AIM: Rename "glossy" as "shiny" in everything from the line containing "Q: Point out every instance of the glossy" down to the end of the items below, changing nothing else. Leave the pictures out of the answer.
╔══
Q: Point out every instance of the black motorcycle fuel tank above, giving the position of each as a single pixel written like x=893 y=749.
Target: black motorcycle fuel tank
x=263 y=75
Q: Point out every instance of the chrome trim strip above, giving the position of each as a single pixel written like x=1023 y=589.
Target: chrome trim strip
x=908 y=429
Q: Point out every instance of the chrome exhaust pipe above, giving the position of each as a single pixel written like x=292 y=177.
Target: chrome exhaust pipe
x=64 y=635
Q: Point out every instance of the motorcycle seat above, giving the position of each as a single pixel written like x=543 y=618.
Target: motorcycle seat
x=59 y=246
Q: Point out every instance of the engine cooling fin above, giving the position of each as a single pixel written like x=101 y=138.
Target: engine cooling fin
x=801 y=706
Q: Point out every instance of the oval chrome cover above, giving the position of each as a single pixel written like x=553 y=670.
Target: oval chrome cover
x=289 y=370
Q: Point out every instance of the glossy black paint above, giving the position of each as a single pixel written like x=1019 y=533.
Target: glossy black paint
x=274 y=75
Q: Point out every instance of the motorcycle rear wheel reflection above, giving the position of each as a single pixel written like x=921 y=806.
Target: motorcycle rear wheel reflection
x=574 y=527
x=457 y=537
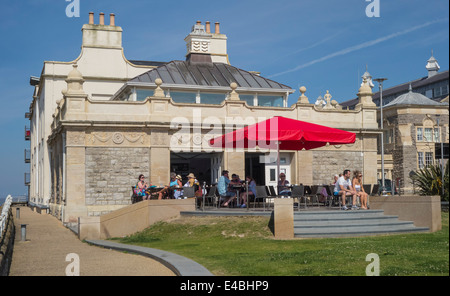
╚══
RESULT OF THE TASK:
Q: Point out every instance of the shiny black paint above, giving the position of each as a single pixel written like x=1019 y=533.
Target: shiny black paint
x=274 y=75
Q: Point out every instance of the motorcycle rear wheel reflection above, giving the position of each as a single pixel written like x=921 y=806.
Target: motorcycle rear wheel reflection
x=574 y=527
x=457 y=537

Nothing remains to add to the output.